EXERCISE DESCRIPTION:
Please write every entry out again, exactly as it reads below.

Data entries
/---
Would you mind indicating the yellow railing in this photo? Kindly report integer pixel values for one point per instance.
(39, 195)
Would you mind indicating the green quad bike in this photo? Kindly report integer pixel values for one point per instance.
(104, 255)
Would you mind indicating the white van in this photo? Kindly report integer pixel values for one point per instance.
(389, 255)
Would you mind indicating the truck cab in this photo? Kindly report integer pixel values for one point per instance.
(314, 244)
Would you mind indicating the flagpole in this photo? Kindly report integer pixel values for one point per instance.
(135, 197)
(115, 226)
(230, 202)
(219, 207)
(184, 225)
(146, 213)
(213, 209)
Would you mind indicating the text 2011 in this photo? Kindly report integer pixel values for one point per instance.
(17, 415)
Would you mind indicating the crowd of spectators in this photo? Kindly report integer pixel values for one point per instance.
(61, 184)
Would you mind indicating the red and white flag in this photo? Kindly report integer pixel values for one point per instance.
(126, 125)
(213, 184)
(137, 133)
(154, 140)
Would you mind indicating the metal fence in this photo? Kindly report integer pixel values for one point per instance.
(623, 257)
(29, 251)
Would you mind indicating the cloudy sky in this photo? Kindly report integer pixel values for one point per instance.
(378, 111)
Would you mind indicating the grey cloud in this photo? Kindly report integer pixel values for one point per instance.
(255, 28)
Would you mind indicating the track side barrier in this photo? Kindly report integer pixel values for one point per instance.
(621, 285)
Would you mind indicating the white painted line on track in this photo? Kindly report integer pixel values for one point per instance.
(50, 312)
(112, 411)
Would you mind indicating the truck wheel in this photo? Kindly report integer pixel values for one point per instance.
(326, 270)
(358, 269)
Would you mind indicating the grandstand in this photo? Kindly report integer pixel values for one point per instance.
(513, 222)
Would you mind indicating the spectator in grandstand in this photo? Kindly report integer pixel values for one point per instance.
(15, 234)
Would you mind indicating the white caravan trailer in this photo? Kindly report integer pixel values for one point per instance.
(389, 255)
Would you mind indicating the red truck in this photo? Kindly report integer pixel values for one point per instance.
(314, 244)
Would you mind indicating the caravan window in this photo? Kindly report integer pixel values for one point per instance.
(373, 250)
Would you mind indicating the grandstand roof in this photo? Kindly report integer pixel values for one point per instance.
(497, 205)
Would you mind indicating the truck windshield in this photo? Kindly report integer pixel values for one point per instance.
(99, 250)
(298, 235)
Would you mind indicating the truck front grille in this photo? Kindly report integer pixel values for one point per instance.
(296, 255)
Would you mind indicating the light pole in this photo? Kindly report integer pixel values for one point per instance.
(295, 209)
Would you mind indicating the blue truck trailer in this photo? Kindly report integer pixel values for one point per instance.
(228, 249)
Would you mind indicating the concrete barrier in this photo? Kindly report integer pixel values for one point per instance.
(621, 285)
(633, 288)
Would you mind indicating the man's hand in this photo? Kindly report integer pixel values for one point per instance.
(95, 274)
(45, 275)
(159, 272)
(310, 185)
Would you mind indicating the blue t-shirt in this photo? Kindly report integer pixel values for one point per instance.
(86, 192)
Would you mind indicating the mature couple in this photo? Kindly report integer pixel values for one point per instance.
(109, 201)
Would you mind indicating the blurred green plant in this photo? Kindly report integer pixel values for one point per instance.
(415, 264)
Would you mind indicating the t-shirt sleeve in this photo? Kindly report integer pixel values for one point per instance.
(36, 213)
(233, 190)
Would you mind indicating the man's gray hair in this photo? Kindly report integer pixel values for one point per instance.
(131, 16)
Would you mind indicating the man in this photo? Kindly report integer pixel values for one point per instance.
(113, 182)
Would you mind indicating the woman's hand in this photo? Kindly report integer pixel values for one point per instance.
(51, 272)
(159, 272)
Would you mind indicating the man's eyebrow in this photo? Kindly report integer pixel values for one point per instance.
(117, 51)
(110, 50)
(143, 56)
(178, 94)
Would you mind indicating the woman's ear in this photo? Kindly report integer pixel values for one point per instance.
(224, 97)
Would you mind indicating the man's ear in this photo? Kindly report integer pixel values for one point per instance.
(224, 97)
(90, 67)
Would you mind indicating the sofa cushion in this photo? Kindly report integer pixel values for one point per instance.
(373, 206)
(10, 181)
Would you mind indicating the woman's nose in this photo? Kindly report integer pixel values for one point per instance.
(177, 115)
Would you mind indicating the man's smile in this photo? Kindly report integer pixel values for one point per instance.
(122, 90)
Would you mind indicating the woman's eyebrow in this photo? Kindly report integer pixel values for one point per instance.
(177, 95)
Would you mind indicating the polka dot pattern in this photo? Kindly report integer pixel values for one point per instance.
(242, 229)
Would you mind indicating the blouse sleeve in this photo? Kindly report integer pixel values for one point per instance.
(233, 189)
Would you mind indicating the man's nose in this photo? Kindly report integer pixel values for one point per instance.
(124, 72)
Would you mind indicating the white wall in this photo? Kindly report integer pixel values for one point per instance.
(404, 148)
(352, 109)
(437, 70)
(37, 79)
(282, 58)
\---
WRITTEN RESPONSE:
Would you mind indicating the yellow railing in this photo? Kindly report integer pixel values for one point per instance.
(39, 195)
Would you mind indicating the green quad bike in this photo? Kindly report integer pixel values for one point per instance.
(104, 255)
Would you mind indicating the white van in this photo? Kindly report integer pixel values for one point per instance.
(389, 255)
Would you mind indicating the truck cab in this photo? Kindly report integer pixel values for one point per instance.
(314, 244)
Would you mind indicating the flagpole in this photo? Kindly report integer pixel values for one point per instance.
(135, 197)
(115, 226)
(230, 202)
(219, 207)
(184, 225)
(146, 213)
(213, 209)
Would you mind indicating the text 2011 in this photo? Kindly report integer pixel values for one point per instance.
(17, 415)
Would you mind indicating the crowd of spectators in this photo? Kindly report integer pixel values for one point per instance.
(61, 184)
Would you mind indicating the red and white flag in this photo? Kindly report integer pixel values for one point per instance.
(126, 125)
(213, 184)
(137, 133)
(154, 140)
Would you mind indicating the metal fence in this photo? Kindly report integer pixel values for one point per instance.
(623, 257)
(29, 251)
Would you mind indicating the cloudy sky in this photo? Kindly report integer pixel values for one point per instance.
(378, 111)
Would you mind indicating the grey cloud in this photo? Kindly report integer pixel values for one point per instance.
(255, 28)
Would you mind indicating the track side barrier in this photo? Kindly report integer pixel values for one point per instance.
(621, 285)
Would you mind indicating the white painted line on track in this photo? Kindly report integer pixel values for one point per instance.
(50, 312)
(112, 411)
Would you mind indicating the truck wheel in this photo? Kindly report integer pixel values for one point per instance.
(326, 270)
(358, 269)
Would you mind indicating the grandstand in this photo? Kindly report integer pixel values for one point per instance.
(513, 222)
Would you mind indicating the spectator in grandstand in this photo? Kindly report integer pixel values for one point per instance.
(15, 234)
Would you mind indicating the white caravan trailer in this photo? Kindly report integer pixel values for one point per instance.
(389, 255)
Would you mind indicating the red truck in this photo? Kindly report integer pixel values for one point per instance.
(314, 244)
Would you mind indicating the caravan window in this photo? Kindly report integer pixel values for one point per instance.
(373, 250)
Would you mind indicating the grandstand roof in this photo? Kindly report integer pixel values for one point per instance.
(497, 205)
Would you mind indicating the truck windshield in this photo? Kindly report integer pixel values for one point per instance.
(99, 250)
(298, 235)
Would you mind indicating the truck front grille in this photo? Kindly report integer pixel values for one point per instance.
(296, 255)
Would you mind indicating the light pole in this photo? Kindly report integer pixel values for one point per instance.
(295, 209)
Would you mind indicating the blue truck trailer in this photo? Kindly report integer pixel values for one point per instance.
(228, 249)
Would you mind indicating the concrete barrier in this photo? Kindly report integer pixel values for one point per instance.
(621, 285)
(633, 288)
Would you mind indicating the man's hand in this photo? Kindly report integer pixel values for one point per instance.
(95, 274)
(45, 275)
(159, 272)
(310, 185)
Would you mind indicating the blue t-shirt in this photo? Kindly report integer pixel values for one point per instance.
(86, 192)
Would you mind indicating the mature couple in this photo? Kindly report integer pixel values for one point per instance.
(109, 201)
Would you mind indicating the blurred green plant in this photo? Kindly report integer pixel values for one point per instance.
(415, 264)
Would you mind indicating the t-shirt sleeve in this photo? Kindly report integer pixel values for one point per instance.
(36, 213)
(233, 190)
Would you mind indicating the man's gray hair in this photo? Kindly report integer pixel values for one point per instance.
(131, 16)
Would you mind indicating the man in this photo? Kindly report integer pixel values for one point per instance.
(113, 182)
Would you mind indicating the woman's hand in this photo? Kindly report integer pixel values for one point per instance.
(51, 272)
(159, 272)
Would you mind indicating the man's eyebrow in this photo? Kindly report integer pixel values for one point per instance.
(117, 51)
(110, 50)
(143, 56)
(178, 94)
Would you mind indicating the woman's ear in this photo? Kindly report integer pixel values for one point per instance.
(224, 97)
Would you mind indicating the man's ear in this photo? Kindly report integer pixel values for one point per instance.
(224, 97)
(90, 67)
Would you mind indicating the sofa cushion in this photo? Kindly report integer pixel values for one point per instance.
(373, 206)
(10, 181)
Would you mind indicating the woman's nose in this photo? Kindly report integer pixel values for one point per instance.
(177, 115)
Would you mind indicating the man's smile in this photo? Kindly report integer pixel values for one point per instance.
(122, 90)
Would you mind indicating the woman's eyebrow in this photo? Kindly report integer pixel values for one point per instance.
(177, 95)
Would you mind indicating the polka dot pattern in this photo? Kindly report integer pixel values for one point per instance.
(242, 229)
Would you mind indicating the blouse sleeve in this photo? Kindly report integer pixel values for one point per instance.
(233, 189)
Would you mind indicating the man's nose in this photo? Kindly report integer pixel values for one point per instance.
(124, 72)
Would you mind indicating the white wall in this photo? Kindly report integer pixel values for one point per instance.
(404, 148)
(352, 109)
(437, 70)
(37, 79)
(282, 58)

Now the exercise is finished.